* begin *

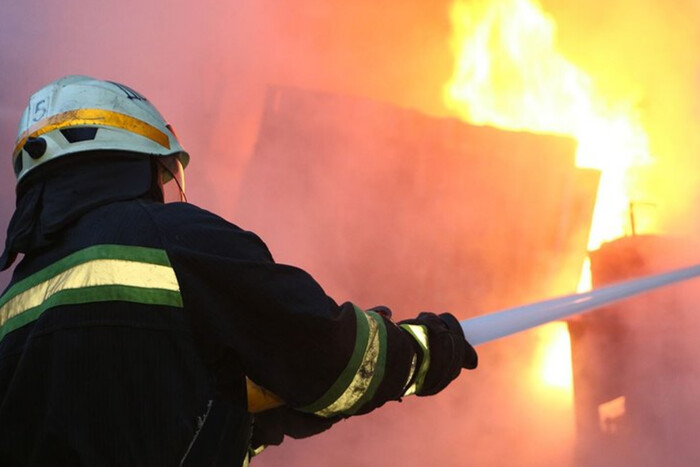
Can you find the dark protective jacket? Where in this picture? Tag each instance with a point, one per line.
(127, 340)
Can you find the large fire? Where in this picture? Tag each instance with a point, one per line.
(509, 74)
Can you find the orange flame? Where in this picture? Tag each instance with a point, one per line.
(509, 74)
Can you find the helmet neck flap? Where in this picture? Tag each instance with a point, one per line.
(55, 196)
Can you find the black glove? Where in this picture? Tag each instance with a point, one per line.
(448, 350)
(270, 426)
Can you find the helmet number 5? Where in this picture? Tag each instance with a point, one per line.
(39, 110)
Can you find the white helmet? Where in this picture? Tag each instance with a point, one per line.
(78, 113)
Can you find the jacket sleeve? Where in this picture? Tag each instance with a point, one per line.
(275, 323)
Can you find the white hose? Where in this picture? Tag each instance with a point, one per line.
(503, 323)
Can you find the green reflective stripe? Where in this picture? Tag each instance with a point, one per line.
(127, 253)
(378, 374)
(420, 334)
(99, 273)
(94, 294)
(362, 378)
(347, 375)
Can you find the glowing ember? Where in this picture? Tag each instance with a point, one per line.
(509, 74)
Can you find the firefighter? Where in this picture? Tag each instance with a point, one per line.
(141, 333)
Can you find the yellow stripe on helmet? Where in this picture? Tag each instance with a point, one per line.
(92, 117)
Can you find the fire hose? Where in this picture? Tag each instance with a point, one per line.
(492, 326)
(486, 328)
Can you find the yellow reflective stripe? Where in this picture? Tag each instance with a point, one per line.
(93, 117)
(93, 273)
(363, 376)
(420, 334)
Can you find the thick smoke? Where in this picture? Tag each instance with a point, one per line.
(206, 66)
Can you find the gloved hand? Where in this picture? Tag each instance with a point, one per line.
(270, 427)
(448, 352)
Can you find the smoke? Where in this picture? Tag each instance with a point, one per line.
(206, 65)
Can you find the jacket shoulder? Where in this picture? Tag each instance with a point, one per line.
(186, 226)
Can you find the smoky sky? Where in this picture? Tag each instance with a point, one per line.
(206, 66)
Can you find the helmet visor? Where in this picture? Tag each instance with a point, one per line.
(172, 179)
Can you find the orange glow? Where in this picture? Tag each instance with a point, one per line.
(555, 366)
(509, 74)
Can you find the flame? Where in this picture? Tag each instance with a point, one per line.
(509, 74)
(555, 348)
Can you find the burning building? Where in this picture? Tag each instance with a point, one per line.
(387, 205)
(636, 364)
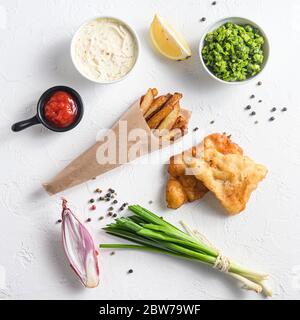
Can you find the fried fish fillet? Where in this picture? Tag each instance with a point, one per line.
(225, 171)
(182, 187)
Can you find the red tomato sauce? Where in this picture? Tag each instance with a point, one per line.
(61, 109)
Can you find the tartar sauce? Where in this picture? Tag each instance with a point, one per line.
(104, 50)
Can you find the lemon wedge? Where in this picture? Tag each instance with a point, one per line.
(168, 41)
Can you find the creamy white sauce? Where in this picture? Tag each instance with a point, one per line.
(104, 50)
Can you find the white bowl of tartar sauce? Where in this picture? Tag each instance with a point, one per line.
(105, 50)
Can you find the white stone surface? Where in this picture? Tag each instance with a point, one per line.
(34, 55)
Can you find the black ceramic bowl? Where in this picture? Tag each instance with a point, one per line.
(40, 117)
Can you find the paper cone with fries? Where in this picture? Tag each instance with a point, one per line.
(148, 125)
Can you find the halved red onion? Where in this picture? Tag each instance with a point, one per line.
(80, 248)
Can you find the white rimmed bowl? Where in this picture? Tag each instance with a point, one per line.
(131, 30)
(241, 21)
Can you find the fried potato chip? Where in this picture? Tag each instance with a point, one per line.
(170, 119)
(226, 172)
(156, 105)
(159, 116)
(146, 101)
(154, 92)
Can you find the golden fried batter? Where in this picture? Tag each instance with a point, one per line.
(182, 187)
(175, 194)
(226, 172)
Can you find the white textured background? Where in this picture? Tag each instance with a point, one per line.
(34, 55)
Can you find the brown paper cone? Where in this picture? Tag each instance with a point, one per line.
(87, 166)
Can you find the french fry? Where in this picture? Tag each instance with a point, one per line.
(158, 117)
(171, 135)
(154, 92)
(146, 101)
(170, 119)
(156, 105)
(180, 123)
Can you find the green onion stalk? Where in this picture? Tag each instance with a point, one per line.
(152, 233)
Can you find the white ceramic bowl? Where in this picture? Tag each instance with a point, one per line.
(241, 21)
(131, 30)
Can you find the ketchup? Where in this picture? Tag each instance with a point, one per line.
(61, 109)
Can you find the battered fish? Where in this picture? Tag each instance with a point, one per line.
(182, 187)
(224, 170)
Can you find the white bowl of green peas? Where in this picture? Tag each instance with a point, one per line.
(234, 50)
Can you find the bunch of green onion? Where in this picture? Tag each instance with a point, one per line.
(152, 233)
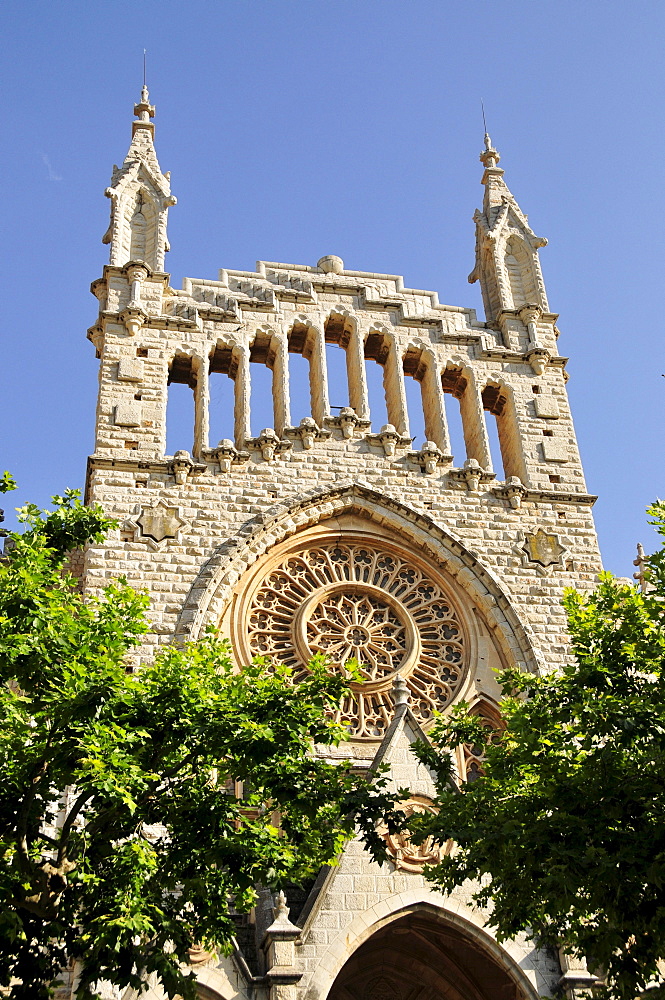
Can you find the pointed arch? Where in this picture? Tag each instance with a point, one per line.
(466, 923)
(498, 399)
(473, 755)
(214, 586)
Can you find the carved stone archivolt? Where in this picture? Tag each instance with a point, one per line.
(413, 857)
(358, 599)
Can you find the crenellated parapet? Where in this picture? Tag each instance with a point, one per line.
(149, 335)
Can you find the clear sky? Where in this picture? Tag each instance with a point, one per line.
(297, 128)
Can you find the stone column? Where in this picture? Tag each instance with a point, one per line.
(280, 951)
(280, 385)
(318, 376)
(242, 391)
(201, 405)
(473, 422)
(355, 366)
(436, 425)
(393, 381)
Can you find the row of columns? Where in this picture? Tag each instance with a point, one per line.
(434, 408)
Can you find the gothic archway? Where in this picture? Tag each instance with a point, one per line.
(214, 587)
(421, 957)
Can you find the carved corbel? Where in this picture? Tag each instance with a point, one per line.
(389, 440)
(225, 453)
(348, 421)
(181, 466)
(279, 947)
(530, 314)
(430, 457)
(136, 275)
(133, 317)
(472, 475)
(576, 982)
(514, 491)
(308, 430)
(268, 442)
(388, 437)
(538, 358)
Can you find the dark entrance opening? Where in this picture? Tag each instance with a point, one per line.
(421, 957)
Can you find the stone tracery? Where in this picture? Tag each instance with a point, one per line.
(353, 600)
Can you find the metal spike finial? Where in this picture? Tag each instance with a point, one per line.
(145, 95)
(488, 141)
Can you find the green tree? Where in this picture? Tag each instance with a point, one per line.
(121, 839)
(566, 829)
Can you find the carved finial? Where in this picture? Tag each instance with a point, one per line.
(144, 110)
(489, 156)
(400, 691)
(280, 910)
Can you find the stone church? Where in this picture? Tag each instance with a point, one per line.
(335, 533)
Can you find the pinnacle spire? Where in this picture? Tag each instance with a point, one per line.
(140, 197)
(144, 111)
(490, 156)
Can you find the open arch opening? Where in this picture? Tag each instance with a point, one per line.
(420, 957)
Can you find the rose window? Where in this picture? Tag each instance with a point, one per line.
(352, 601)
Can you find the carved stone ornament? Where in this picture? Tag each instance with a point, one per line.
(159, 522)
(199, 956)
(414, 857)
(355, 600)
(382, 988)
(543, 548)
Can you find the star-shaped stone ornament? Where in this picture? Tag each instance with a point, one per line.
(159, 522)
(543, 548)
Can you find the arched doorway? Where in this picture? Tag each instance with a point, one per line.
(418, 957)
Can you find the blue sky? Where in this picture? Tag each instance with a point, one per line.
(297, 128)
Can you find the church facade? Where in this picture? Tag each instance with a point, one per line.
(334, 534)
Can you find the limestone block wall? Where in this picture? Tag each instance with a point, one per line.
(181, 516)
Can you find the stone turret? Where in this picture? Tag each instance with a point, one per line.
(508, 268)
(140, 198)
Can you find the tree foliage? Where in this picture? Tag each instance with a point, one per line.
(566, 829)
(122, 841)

* end *

#### Challenge
Transcribe everything from the line containing "Can you find the rose" down to the end of the rows, character for character, with both ends included.

#### Exercise output
Can you find the rose window? Where in this picture? Tag each instance with a point, one per line.
(352, 601)
Can you find the carved stone ornament? Where in this picture? Tag each instance with a point, one per line.
(159, 522)
(199, 956)
(414, 857)
(355, 600)
(382, 988)
(543, 548)
Can you find the star-shaped stone ornament? Where in this picture? Tag each instance with a point, one per line.
(159, 522)
(543, 548)
Can you find the arched doorway? Where in this picture? Tag each instance with a point, one per line.
(418, 957)
Can you find the blue sky? Where in this picture? Tag each instance with a point, one per line.
(297, 128)
Can you find the church facade? Where in this picture? Tag each instance with a point, one per line.
(334, 534)
Can you find the limestone block wall? Where in this picture? Tag each instance with a point, one per line.
(181, 516)
Can you find the stone turret? Where in this picture? Tag each instance with a point, one per line.
(508, 268)
(140, 198)
Can you find the tree foliage? Where in this picture? Tag each instance with a point, one per line.
(566, 829)
(122, 841)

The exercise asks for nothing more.